# Start of Extracted entries

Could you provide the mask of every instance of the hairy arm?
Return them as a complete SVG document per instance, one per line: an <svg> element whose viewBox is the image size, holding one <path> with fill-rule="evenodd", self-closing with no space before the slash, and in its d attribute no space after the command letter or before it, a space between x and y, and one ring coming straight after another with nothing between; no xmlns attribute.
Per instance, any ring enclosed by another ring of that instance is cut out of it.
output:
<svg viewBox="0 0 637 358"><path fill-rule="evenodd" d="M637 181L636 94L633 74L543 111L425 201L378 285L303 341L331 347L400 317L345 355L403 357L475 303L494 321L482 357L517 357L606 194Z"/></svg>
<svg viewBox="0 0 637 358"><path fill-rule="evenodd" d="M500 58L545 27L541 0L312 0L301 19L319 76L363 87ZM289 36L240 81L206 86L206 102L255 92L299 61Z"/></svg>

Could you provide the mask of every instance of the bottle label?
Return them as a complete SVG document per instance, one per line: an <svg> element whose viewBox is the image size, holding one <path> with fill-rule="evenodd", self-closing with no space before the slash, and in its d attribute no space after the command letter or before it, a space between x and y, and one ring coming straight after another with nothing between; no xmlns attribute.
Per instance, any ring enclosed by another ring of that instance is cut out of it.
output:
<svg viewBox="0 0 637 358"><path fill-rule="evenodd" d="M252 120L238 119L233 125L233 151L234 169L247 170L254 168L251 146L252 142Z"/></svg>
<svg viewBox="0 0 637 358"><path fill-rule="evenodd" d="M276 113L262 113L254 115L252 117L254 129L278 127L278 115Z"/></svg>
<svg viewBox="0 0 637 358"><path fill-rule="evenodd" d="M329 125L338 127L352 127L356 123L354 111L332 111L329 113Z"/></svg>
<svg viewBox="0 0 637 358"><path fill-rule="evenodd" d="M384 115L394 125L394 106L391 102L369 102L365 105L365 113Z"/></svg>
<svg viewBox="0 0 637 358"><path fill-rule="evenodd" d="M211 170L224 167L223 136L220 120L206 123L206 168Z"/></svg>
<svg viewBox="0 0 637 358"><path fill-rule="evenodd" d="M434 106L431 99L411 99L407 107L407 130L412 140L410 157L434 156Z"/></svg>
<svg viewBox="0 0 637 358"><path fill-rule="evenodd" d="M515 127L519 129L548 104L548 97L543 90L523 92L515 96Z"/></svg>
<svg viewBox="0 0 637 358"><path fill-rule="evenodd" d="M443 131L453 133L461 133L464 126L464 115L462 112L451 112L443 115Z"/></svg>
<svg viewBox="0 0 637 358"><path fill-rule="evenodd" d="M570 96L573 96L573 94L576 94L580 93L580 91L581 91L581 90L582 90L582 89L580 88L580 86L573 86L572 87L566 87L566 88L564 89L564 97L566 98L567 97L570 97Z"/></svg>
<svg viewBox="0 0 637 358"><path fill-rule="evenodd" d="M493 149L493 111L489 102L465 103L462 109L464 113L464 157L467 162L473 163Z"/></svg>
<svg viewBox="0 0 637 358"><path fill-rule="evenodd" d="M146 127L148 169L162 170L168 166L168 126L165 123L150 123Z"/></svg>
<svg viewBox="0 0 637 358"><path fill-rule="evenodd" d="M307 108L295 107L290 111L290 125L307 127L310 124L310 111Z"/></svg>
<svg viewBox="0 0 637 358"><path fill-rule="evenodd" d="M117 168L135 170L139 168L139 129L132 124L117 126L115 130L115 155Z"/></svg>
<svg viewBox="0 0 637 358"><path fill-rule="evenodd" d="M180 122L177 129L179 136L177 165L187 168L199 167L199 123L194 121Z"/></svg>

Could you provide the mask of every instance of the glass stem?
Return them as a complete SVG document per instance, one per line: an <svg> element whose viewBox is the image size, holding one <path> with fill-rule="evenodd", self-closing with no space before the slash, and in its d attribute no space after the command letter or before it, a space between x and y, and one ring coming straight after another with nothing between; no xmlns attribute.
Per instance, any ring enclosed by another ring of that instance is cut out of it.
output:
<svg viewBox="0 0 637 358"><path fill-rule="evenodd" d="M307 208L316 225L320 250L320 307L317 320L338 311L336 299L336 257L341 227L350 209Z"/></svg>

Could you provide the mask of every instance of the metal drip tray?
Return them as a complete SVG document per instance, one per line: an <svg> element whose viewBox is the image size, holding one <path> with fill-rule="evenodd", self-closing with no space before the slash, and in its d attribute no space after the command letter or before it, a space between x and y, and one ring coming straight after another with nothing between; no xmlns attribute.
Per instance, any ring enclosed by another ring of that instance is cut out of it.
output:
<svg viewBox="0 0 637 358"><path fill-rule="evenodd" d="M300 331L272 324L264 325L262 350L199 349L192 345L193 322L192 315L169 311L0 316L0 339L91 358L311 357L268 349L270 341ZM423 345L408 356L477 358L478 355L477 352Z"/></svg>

# End of Extracted entries

▸ Written exercise
Convert all the items above into a JSON list of strings with one string for each line. Leave out the blank lines.

▸ Response to this task
[
  "Could you provide the mask of every instance of the hairy arm?",
  "Return them as a complete SVG document per instance, one per line: an <svg> element whose viewBox is the image size, holding one <path> with fill-rule=\"evenodd\", self-closing with no space before the slash, and in its d attribute no space after the command letter or before it, a space between x and y, and one ring coming straight after another with nothing between; no xmlns attribute.",
  "Per instance, any ring enclosed by another ring of that instance is cut out of it.",
  "output:",
  "<svg viewBox=\"0 0 637 358\"><path fill-rule=\"evenodd\" d=\"M637 181L636 94L633 74L543 111L425 201L378 285L303 341L331 347L400 317L345 355L403 357L475 303L494 321L482 357L517 357L606 194Z\"/></svg>",
  "<svg viewBox=\"0 0 637 358\"><path fill-rule=\"evenodd\" d=\"M500 58L545 27L541 0L312 0L301 19L319 76L363 87ZM289 36L240 81L206 86L206 102L255 92L299 61Z\"/></svg>",
  "Could you provide the mask of every instance of the bottle label?",
  "Return them as a complete SVG document per instance, one per line: an <svg> element whose viewBox is the image size, holding one <path> with fill-rule=\"evenodd\", self-closing with no space before the slash, and in its d attribute no space after the command letter or before it, a space between x and y, and one ring coming straight after another with nothing between; no xmlns attribute.",
  "Per instance, any ring enclosed by another ring of that instance is cut out of it.",
  "output:",
  "<svg viewBox=\"0 0 637 358\"><path fill-rule=\"evenodd\" d=\"M252 120L238 119L233 125L233 151L234 169L247 170L254 168L251 146L252 142Z\"/></svg>",
  "<svg viewBox=\"0 0 637 358\"><path fill-rule=\"evenodd\" d=\"M276 113L262 113L254 115L252 117L254 129L278 127L278 115Z\"/></svg>",
  "<svg viewBox=\"0 0 637 358\"><path fill-rule=\"evenodd\" d=\"M329 125L338 127L352 127L356 123L354 111L332 111L329 113Z\"/></svg>",
  "<svg viewBox=\"0 0 637 358\"><path fill-rule=\"evenodd\" d=\"M384 115L394 125L394 106L391 102L369 102L365 105L365 113Z\"/></svg>",
  "<svg viewBox=\"0 0 637 358\"><path fill-rule=\"evenodd\" d=\"M211 170L224 167L223 136L220 120L206 123L206 168Z\"/></svg>",
  "<svg viewBox=\"0 0 637 358\"><path fill-rule=\"evenodd\" d=\"M434 106L431 99L411 99L407 107L407 130L412 140L410 157L434 156Z\"/></svg>",
  "<svg viewBox=\"0 0 637 358\"><path fill-rule=\"evenodd\" d=\"M515 127L519 129L548 104L548 97L543 90L523 92L515 96Z\"/></svg>",
  "<svg viewBox=\"0 0 637 358\"><path fill-rule=\"evenodd\" d=\"M443 131L453 133L461 133L464 126L464 115L462 112L451 112L443 115Z\"/></svg>",
  "<svg viewBox=\"0 0 637 358\"><path fill-rule=\"evenodd\" d=\"M570 96L573 96L573 94L576 94L580 93L580 91L581 91L581 90L582 90L582 89L580 88L580 86L573 86L572 87L566 87L566 88L564 89L564 97L566 98L567 97L570 97Z\"/></svg>",
  "<svg viewBox=\"0 0 637 358\"><path fill-rule=\"evenodd\" d=\"M493 149L493 111L489 102L465 103L462 109L464 113L464 157L467 162L473 163Z\"/></svg>",
  "<svg viewBox=\"0 0 637 358\"><path fill-rule=\"evenodd\" d=\"M146 127L148 169L162 170L168 166L168 126L165 123L150 123Z\"/></svg>",
  "<svg viewBox=\"0 0 637 358\"><path fill-rule=\"evenodd\" d=\"M307 108L295 107L290 111L290 125L307 127L310 124L310 111Z\"/></svg>",
  "<svg viewBox=\"0 0 637 358\"><path fill-rule=\"evenodd\" d=\"M117 168L135 170L139 168L139 129L132 124L117 126L115 130L115 155Z\"/></svg>",
  "<svg viewBox=\"0 0 637 358\"><path fill-rule=\"evenodd\" d=\"M180 122L177 129L179 136L177 165L187 168L199 167L199 123L194 121Z\"/></svg>",
  "Could you provide the mask of every instance of the glass stem?",
  "Return them as a complete SVG document per instance, one per line: an <svg> element whose viewBox is the image size, holding one <path> with fill-rule=\"evenodd\", self-closing with no space before the slash, and in its d attribute no space after the command letter or before it, a space between x and y, and one ring coming straight after another with nothing between; no xmlns attribute.",
  "Per instance, any ring enclosed by another ring of that instance is cut out of it.",
  "output:",
  "<svg viewBox=\"0 0 637 358\"><path fill-rule=\"evenodd\" d=\"M307 208L316 225L320 250L320 307L317 320L338 311L336 299L336 257L341 227L350 209Z\"/></svg>",
  "Could you provide the mask of every instance of the metal drip tray?",
  "Return them as a complete SVG document per instance, one per line: an <svg> element whose viewBox is the image size, holding one <path> with fill-rule=\"evenodd\", self-closing with no space before the slash, and in its d attribute no space after the command letter or before it, a space between x and y, and one ring coming straight after another with nothing between; no xmlns attribute.",
  "Per instance, any ring enclosed by another ring of that instance is cut out of it.",
  "output:",
  "<svg viewBox=\"0 0 637 358\"><path fill-rule=\"evenodd\" d=\"M300 331L272 324L264 325L262 350L199 349L192 345L193 322L192 315L169 311L0 316L0 339L91 358L311 357L268 349L270 341ZM423 345L408 356L477 358L478 355L477 352Z\"/></svg>"
]